■ RUWE GEGEVENS:
----

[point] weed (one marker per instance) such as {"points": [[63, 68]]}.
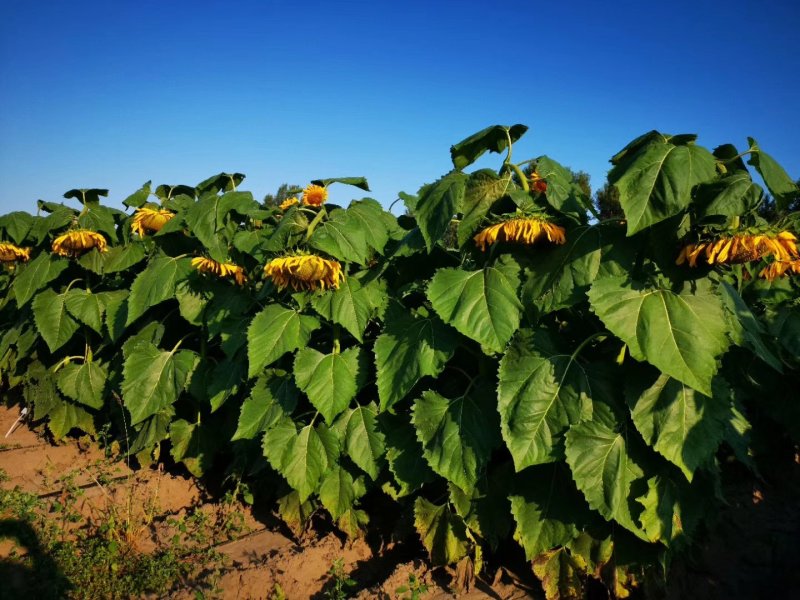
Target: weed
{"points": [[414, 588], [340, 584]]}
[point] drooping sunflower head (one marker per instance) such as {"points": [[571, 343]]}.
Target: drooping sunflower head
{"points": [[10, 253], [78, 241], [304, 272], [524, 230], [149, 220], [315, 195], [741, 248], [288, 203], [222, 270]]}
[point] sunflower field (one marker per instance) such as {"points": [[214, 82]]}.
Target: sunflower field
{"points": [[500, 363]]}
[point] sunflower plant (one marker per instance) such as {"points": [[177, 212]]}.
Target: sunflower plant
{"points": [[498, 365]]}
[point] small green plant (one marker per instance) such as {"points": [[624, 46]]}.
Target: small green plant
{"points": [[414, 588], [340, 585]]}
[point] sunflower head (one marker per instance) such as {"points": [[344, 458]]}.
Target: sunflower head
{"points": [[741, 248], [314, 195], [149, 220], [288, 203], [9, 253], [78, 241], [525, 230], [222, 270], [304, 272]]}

----

■ TE VOLGEN INSTRUCTIES: Geef de regels van de lijst woordelijk opnieuw weer. Begin bij de regel met "[point] drooping sunflower" en ga door tot en met de laatste regel van de lijst.

■ GESCHREVEN ANTWOORD:
[point] drooping sunflower head (one marker per instance) such as {"points": [[571, 343]]}.
Target: drooping sunflower head
{"points": [[10, 253], [78, 241], [304, 272], [524, 230], [149, 220], [315, 195], [741, 248], [288, 203], [222, 270]]}
[point] sunflower field (one marker per instance) such as {"points": [[214, 82]]}.
Target: sunflower field
{"points": [[500, 363]]}
[point] sunflower plant (one marker per instance) such as {"points": [[177, 212]]}.
Target: sunflower plant
{"points": [[498, 365]]}
[point] small green plant (one marker per instance) such as {"points": [[624, 46]]}.
Target: small green plant
{"points": [[414, 588], [340, 585]]}
[point] sunflower head (one marker per instance) such as {"points": [[344, 458]]}.
Target: sunflower head
{"points": [[741, 248], [314, 195], [149, 220], [288, 203], [9, 253], [78, 241], [525, 230], [222, 270], [304, 272]]}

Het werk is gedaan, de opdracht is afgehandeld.